◆ **Task goal**:
Put every line from the line containing "Kindly give the mask of every instance of the <item>rounded" through the line containing "[[[62,98],[52,87],[39,86],[26,96],[24,106],[62,106]]]", both included, into a JSON list of strings, one string per line and no blank lines.

◆ **Provided records**:
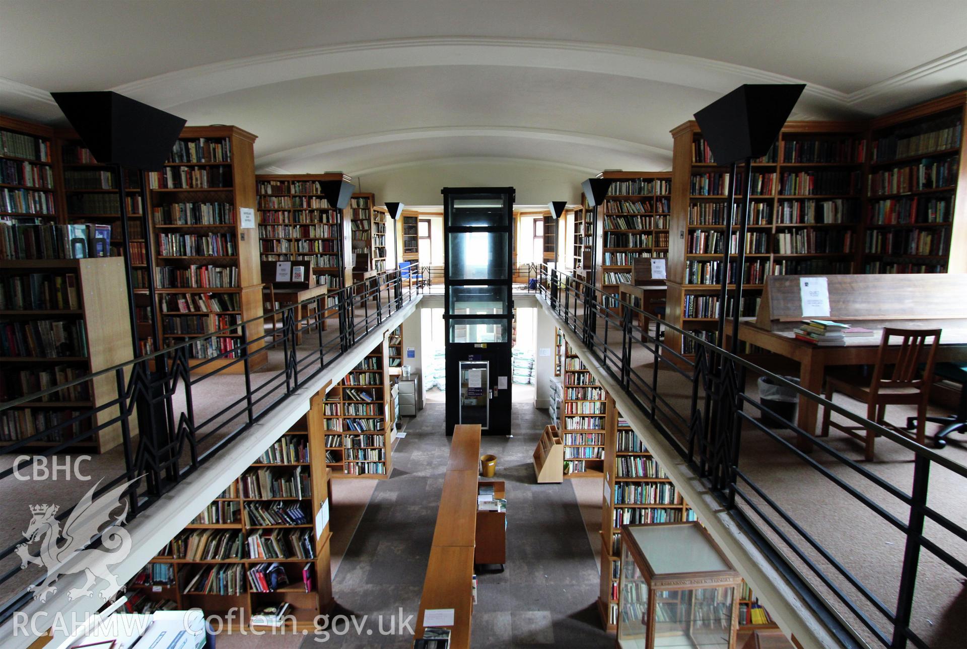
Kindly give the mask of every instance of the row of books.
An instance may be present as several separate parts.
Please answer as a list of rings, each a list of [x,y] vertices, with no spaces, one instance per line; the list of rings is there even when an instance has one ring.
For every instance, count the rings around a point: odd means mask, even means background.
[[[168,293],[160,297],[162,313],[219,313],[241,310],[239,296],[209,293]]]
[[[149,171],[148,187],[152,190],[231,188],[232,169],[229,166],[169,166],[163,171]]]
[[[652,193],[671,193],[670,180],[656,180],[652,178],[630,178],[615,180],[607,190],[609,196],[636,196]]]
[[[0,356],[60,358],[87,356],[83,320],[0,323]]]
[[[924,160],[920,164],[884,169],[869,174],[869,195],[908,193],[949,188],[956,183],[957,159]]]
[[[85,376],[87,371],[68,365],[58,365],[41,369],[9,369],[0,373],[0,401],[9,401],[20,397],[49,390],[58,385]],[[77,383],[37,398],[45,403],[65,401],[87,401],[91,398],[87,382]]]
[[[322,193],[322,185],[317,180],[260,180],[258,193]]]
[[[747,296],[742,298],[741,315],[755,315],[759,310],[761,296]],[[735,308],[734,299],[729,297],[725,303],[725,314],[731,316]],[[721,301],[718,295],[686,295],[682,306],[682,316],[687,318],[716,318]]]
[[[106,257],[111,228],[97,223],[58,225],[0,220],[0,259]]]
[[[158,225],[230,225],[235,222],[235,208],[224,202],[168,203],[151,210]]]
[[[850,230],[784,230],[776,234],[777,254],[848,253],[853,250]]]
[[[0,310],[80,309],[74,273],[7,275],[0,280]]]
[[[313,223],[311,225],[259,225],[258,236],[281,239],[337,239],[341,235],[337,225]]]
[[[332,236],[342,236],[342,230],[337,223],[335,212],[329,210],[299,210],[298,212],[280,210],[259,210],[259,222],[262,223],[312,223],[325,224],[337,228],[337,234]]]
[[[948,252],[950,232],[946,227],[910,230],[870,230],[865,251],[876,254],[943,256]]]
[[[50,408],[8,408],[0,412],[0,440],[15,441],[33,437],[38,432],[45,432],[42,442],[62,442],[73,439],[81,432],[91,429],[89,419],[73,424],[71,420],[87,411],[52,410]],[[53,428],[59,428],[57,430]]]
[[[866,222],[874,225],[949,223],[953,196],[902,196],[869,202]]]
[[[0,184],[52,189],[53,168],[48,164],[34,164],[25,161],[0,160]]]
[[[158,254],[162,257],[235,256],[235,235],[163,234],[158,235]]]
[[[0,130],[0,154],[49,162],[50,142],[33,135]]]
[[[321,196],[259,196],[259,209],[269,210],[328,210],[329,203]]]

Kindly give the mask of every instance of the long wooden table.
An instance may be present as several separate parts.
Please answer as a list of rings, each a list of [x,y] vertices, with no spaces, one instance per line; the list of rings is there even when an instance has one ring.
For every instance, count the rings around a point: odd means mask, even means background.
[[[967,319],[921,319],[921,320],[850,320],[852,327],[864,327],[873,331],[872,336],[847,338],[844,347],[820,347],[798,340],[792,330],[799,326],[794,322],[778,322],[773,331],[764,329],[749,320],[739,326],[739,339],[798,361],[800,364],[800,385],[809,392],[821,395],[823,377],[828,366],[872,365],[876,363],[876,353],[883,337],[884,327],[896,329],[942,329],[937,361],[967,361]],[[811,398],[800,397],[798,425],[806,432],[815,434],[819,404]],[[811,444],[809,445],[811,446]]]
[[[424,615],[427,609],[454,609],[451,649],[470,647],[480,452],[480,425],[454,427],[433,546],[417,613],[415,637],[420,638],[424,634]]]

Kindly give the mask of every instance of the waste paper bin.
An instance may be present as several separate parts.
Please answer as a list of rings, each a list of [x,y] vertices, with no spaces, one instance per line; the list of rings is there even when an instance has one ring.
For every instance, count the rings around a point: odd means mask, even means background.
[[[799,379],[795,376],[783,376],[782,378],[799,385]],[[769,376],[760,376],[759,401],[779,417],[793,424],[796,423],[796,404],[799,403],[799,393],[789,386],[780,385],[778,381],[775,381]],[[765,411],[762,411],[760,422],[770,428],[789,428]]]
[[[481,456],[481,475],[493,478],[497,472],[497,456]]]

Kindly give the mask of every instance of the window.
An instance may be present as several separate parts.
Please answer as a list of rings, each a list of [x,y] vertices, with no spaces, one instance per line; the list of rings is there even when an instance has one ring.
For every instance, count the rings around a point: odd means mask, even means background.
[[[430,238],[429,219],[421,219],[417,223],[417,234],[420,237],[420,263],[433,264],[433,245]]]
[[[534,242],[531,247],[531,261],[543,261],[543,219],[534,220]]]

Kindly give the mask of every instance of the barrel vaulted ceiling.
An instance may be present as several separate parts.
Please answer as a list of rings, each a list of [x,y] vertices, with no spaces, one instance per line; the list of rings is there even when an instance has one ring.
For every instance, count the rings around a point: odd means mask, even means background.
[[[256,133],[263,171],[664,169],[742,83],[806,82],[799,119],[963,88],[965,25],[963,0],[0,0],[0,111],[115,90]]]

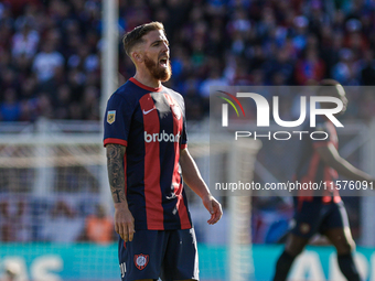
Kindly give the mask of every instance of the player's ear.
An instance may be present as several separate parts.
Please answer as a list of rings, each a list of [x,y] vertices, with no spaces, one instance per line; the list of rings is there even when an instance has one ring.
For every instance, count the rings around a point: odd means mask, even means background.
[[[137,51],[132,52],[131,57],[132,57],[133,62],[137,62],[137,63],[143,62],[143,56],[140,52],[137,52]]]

--

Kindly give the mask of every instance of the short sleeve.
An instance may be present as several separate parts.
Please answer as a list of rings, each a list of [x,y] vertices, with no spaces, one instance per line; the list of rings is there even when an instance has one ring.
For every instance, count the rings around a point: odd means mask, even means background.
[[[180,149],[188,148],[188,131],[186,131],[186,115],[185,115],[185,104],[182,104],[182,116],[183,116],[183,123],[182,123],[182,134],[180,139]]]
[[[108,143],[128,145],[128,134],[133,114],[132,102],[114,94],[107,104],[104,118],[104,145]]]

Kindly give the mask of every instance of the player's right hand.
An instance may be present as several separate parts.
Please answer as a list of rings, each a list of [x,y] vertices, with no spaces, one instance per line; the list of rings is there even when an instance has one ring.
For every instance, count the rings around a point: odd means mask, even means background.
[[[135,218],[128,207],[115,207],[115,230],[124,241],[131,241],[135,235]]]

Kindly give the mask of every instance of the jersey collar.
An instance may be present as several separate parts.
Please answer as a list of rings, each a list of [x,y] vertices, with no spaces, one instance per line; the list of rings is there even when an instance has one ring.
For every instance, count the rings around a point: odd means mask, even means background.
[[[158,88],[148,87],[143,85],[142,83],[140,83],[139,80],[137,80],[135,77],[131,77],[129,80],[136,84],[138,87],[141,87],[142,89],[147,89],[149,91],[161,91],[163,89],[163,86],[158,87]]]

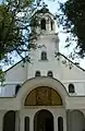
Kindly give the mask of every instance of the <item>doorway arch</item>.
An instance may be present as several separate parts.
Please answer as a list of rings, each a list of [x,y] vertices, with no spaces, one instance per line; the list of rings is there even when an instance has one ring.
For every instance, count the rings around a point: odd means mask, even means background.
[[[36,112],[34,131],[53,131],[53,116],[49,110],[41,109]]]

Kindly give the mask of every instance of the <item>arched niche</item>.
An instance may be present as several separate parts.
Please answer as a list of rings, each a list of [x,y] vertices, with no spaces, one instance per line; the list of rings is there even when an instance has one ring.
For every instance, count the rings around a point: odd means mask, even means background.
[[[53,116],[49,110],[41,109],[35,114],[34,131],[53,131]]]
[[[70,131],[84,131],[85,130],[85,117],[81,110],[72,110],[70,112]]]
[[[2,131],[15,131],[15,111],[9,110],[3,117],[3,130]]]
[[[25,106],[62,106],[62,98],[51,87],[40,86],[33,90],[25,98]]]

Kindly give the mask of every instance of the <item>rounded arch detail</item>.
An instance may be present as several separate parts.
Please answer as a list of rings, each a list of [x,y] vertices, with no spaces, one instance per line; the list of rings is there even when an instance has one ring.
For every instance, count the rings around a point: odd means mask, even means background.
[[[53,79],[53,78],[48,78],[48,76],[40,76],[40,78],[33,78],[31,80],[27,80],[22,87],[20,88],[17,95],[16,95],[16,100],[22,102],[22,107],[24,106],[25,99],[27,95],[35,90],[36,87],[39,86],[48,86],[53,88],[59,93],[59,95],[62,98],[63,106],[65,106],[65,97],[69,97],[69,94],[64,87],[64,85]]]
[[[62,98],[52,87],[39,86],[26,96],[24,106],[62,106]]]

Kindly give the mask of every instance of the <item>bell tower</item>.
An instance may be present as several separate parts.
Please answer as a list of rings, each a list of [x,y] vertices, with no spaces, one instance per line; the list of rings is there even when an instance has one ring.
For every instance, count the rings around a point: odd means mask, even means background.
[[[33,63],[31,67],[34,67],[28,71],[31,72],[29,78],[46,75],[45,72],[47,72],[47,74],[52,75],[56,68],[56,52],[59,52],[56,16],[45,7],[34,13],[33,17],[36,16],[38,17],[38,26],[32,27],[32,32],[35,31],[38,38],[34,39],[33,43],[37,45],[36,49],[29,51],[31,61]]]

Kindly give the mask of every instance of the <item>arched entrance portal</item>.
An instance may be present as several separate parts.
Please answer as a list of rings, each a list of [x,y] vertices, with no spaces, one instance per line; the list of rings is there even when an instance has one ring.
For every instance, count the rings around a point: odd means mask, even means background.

* * *

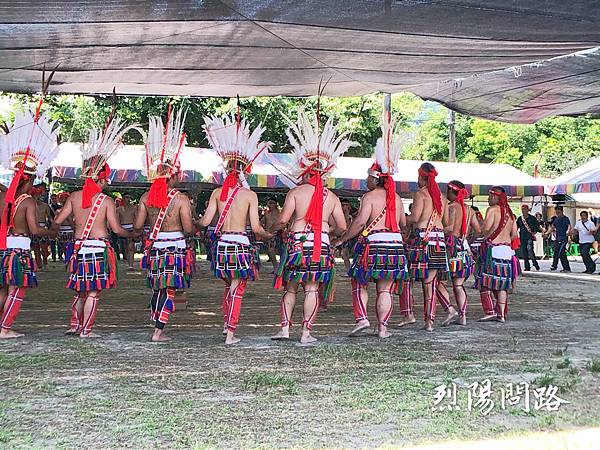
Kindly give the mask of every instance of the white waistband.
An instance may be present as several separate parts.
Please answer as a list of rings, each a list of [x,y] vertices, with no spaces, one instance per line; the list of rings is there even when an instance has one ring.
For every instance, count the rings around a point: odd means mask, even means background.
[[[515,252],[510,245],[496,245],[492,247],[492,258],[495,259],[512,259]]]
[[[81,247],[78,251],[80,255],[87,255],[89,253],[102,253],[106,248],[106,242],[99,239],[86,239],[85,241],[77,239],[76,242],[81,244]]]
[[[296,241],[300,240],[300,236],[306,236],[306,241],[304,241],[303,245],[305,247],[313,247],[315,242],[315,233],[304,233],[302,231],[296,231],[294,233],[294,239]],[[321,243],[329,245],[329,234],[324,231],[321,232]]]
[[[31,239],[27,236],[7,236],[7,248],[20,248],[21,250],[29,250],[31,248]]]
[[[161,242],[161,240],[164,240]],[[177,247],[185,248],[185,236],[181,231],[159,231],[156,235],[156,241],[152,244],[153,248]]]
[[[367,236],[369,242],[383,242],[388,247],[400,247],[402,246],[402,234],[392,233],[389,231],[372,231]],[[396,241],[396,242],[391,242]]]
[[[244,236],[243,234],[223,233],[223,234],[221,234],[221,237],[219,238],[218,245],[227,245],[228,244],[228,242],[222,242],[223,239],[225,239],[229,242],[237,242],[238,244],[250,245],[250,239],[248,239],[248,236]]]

◆ **Response to this exercise**:
[
  "Kindly give the mask of every instance of the <item>rounded arch detail</item>.",
  "An instance may be present as several separate parts.",
  "Please answer as a list of rings, each a list of [x,y] vertices, with no spaces, one instance per line; the list of rings is there even when an instance has one ring.",
  "For every instance, count the rings around a point: odd means mask, even means background.",
  "[[[53,79],[53,78],[48,78],[48,76],[40,76],[40,78],[33,78],[31,80],[27,80],[22,87],[20,88],[17,95],[16,95],[16,100],[22,102],[22,107],[24,106],[25,99],[27,95],[35,90],[36,87],[39,86],[48,86],[53,88],[59,93],[59,95],[62,98],[63,106],[65,106],[65,97],[69,97],[69,94],[64,87],[64,85]]]",
  "[[[62,98],[52,87],[39,86],[26,96],[24,106],[62,106]]]"
]